* **Stated exercise 1**
In the comments on the eBay PowerSeller post, who does one commenter say were eBay's best buyers?
* **Stated exercise 2**
Return word for word the part of the eBay comments that begins at the words "1. His mistake" and stops after "listen to me ….".

* **Page text**
-*-*-
6 thoughts on “eBay Powerseller Gets a Chance to Inform Management”

  1. His mistake is he thinks that eBay cares. They don’t.

    I’ve been on BBC eBay since 98 with over 1 million in sales – and they don’t listen to me ….

    Good luck to him !

  2. The biggest loss for eBay management on the platform is its determined effort to move away from consumer to consumer transactions. The best buyers were other sellers. That why feedback went both ways, their thought to stop negatives for buyers because other sites didn’t rate their buyers is foolish, eBay wasn’t rating buyers, other consumers were. When people sold on eBay, they had money to spend on eBay. It was a kind of closed market, except new people were joining all the time. But their push to invite big box stores lost their way. Sure Toys R Us sold a lot, but they never bought anything. Why not be the best consumer to consumer site, instead of the 5th or 6th best business to consumer site?

  3. Ebay management has had PowerSellers and regular sellers informing them of issues long before Donohoe took control as CEO. They didn;t listen much back then and under Donohoe they finally did start listening to Sellers. The problem was they always did the opposite of what the Sellers told them was needed and it has been that way ever since. What makes anybody think that this person is going to have any more influence with Ebay than those that were invited for roundtable conferences way back when?
-*-*-
* **Information provided**
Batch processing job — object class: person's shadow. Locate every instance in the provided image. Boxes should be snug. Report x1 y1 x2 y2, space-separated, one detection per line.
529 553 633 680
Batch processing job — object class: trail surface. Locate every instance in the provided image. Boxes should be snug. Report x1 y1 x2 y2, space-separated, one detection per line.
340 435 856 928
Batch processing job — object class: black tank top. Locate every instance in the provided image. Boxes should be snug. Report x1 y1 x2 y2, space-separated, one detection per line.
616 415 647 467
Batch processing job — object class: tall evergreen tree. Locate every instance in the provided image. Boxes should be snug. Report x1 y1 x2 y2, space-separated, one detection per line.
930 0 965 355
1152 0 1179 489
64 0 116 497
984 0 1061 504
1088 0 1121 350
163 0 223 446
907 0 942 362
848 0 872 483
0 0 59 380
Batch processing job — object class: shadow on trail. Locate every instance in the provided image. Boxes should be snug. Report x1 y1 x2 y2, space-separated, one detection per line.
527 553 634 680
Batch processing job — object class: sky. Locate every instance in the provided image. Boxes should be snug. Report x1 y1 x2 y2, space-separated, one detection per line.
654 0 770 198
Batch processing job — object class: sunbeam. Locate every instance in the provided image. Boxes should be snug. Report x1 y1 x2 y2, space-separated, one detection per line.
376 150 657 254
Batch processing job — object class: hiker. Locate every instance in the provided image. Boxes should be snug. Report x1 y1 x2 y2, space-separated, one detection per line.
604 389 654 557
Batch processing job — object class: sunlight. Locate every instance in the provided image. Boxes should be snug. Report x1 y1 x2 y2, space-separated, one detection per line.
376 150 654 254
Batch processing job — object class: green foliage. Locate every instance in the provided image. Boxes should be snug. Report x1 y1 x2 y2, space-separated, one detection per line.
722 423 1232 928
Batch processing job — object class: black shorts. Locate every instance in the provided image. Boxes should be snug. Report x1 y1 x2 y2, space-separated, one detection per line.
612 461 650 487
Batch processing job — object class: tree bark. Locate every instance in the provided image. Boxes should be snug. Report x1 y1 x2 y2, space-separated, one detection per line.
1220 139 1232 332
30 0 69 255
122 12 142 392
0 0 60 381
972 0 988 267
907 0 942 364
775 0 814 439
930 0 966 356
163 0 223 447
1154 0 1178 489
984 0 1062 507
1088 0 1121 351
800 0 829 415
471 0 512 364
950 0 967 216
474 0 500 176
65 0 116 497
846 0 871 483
-*-*-
* **Solution 1**
Other sellers.

* **Solution 2**
1. His mistake is he thinks that eBay cares. They don’t.

    I’ve been on BBC eBay since 98 with over 1 million in sales – and they don’t listen to me ….